И мне кажется, если не ошибаюсь, в титрах после фильма говорится, что Бертолуччи советовался с ламой или ламами, не помню...

----------


## До

Да.

H.E. Dzongsar Khyentse Rinpoche ....  consultant: buddhism  

Но не только, кое кто снимался даже в ролях.

Kyongla Rato Rinpoche ....  The Abbot 
Sogyal Rinpoche ....  Kenpo Tensin 
Ven. Khyongla Rato Rinpoche ....  Abbot 
Ven. Geshe Tsultim Gyelsen ....  Lama Dorje 
Mountain Yogi ....  Mountain Yogi

http://imdb.com/title/tt0107426/fullcredits

----------

Дондог (27.07.2016)

----------


## Айк

On the film Little Buddha (Zen Master Seung Sahn)

----------

Дондог (27.07.2016)

----------


## Сатнам

Первый раз смотрел давно и понравилось, сейчас посмотрел в записи и
заметил,что для себя фильм подсознательно разделяю на две части:Будда и маленький Будда и одна часть как-бы вызывает у меня определённые чувства.

----------


## Борис

Мне не слишком понравилось.

Как-то раз, помню, на мои скептические высказывания мне сказали "но ведь Бертолуччи - друг ННР!"  :Smilie:  Дескать, потому его фильм о Будде автоматически должен быть хорошим  :Smilie:

----------


## Граакль

Как странно.
Какое все же разное у людей восприятие.

[Элементы, входящие в набор данных]
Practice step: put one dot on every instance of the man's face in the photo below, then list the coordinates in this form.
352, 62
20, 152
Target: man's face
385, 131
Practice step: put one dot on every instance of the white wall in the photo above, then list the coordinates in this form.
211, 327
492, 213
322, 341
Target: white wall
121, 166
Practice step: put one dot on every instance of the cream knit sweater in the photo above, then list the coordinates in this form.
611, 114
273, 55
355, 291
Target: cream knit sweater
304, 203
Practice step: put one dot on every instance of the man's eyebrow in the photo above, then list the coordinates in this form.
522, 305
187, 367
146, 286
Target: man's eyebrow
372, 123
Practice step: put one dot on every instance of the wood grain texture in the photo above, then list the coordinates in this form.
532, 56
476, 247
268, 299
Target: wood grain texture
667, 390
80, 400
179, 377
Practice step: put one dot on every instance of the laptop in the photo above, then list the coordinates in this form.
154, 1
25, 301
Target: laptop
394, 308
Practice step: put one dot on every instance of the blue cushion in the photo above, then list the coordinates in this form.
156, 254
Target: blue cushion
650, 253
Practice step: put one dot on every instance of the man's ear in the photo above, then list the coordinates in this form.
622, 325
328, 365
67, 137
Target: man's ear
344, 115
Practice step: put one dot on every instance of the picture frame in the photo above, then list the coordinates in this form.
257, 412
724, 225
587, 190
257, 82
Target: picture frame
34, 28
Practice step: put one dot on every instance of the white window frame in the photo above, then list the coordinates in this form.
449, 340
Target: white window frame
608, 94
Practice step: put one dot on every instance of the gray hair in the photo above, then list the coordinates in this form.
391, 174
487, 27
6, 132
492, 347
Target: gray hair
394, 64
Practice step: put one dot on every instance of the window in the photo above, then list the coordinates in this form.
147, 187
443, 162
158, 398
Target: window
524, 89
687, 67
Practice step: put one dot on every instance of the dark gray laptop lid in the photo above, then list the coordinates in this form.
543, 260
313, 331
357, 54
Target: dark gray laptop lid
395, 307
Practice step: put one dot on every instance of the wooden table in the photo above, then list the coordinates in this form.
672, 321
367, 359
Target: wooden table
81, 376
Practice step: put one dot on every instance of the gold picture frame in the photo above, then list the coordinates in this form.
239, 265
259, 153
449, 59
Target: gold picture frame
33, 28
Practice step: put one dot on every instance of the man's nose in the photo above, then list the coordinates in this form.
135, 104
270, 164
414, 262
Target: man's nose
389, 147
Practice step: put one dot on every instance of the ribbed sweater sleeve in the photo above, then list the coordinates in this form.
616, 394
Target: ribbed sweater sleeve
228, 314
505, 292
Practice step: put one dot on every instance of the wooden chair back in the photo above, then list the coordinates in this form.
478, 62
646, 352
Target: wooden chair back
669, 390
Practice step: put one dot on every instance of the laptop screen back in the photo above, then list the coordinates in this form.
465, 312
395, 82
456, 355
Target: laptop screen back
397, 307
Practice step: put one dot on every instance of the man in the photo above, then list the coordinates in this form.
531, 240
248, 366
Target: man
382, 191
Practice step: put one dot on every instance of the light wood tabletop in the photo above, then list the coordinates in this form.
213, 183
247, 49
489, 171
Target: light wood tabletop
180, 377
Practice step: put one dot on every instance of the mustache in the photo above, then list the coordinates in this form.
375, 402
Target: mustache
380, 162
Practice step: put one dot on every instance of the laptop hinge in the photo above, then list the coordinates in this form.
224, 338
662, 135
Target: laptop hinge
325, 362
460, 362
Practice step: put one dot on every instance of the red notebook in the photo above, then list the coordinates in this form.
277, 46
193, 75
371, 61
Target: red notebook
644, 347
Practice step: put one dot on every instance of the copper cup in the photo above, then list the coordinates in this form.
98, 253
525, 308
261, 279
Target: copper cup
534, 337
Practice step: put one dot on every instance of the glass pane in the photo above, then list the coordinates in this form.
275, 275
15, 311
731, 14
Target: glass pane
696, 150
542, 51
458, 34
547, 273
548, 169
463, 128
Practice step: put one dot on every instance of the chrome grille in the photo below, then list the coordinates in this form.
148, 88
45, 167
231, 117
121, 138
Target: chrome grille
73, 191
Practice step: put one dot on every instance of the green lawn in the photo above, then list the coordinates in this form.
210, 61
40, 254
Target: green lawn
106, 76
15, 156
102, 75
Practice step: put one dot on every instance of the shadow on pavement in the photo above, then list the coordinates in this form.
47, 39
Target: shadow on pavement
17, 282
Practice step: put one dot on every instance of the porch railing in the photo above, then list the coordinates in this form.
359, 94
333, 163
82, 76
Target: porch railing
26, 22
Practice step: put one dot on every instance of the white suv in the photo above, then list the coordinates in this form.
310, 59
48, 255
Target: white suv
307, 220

• **Условие задания**:
Как передать в виде короткого списка основные факты абзаца из обсуждения фильма, который начинается словами «Первый раз смотрел давно»? Записи здесь не понадобятся.

• **Решение упражнения**:
- Фильм впервые был просмотрен давно и понравился.
- При недавнем повторном просмотре в записи стало заметно, что фильм подсознательно делится на две части: Будда и маленький Будда.
- Одна из этих частей вызывает определённые чувства.